Given text
* * * *

The Burnt Orange Heresy — Charles Willeford

Published 1971

This post instigated during #heatwave2021

My previous reviews of older or classic books: https://dflewisreviews.wordpress.com/reviews-of-older-books/

When I read this book, my cooler thoughts will appear in the comment stream below…

Nothing exists,

If anything exists, it is incomprehensible,

If anything was comprehensible,

it would be incommunicable.

— Gorgias

22 thoughts on “The Burnt Orange Heresy — Charles Willeford

  1. Part One
    Nothing exists 

    Chapter One

    “Two hours ago the Railway Expressman delivered the crated, newly published International Encyclopedia of Fine Arts to my Palm Beach apartment. I signed for the set, turned the thermostat of the air-conditioner up three degrees, found a clawhammer in the kitchen, and broke open the crate.”

    Ironically, that’s how this book opens, I have now discovered.
    That’s all I have read so far.
    I shall continue reading it in due course, when it is cooler.

    I shall be far more abstemious about quoting from it in future. Only shorter, more infrequent examples of the text as headings to each instalment of my impending gestalt real-time review, instalments that will cover my piecemeal stream of consciousness regarding this book.
    No spoilers intended.

    • What a fascinating first chapter. A presumably prestigious contributor of articles to the above Encyclopaedia is (so far in this book) our first person singular narrator by the name of James Figueras, one of those rare acclaimed art historians of the day, and we learn a lot about him from his reaction to reading his own articles within the Encyclopaedia, and, somehow, a lot about myself, “a small number, indeed, of men who are able to look at art and understand it, and then interpret it in writing in such a way that those who care can share the aesthetic experience.” No presumption there! My own ‘nothing exists’ of Nemonymous?

* * * *

Entries provided
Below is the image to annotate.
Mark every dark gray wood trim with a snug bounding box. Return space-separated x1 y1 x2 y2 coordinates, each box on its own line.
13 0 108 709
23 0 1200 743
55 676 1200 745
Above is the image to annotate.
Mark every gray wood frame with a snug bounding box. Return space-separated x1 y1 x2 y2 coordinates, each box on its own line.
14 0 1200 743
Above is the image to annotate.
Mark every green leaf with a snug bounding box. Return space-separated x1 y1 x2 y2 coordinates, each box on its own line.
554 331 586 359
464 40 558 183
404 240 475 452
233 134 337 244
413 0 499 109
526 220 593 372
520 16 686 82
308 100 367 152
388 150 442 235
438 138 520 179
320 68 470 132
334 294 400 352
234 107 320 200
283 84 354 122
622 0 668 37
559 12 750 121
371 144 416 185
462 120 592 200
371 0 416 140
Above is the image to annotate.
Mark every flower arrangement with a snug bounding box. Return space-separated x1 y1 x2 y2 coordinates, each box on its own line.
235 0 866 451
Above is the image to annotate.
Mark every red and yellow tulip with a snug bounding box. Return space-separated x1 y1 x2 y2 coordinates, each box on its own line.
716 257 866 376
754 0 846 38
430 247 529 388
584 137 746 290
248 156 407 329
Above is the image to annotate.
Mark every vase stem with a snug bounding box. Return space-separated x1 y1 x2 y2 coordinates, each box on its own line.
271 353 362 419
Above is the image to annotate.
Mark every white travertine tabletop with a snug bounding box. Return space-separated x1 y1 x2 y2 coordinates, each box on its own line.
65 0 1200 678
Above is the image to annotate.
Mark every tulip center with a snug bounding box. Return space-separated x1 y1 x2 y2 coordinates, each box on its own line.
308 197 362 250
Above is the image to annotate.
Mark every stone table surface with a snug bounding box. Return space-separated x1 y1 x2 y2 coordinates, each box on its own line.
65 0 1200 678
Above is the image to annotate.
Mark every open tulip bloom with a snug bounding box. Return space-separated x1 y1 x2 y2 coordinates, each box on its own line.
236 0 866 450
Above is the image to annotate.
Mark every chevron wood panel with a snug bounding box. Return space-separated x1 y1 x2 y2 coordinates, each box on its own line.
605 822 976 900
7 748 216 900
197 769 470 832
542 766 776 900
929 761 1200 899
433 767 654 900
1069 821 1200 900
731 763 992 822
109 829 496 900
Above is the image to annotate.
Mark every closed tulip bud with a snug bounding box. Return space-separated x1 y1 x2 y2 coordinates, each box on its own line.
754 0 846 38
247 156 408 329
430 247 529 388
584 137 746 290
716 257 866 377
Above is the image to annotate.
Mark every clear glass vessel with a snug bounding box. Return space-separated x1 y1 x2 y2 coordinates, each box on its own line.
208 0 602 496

* * * *

Retype the part of the Burnt Orange Heresy post that starts at the words "Chapter One" and ends after the words "regarding this book.".

Reply to the task
Chapter One

    “Two hours ago the Railway Expressman delivered the crated, newly published International Encyclopedia of Fine Arts to my Palm Beach apartment. I signed for the set, turned the thermostat of the air-conditioner up three degrees, found a clawhammer in the kitchen, and broke open the crate.”

    Ironically, that’s how this book opens, I have now discovered.
    That’s all I have read so far.
    I shall continue reading it in due course, when it is cooler.

    I shall be far more abstemious about quoting from it in future. Only shorter, more infrequent examples of the text as headings to each instalment of my impending gestalt real-time review, instalments that will cover my piecemeal stream of consciousness regarding this book.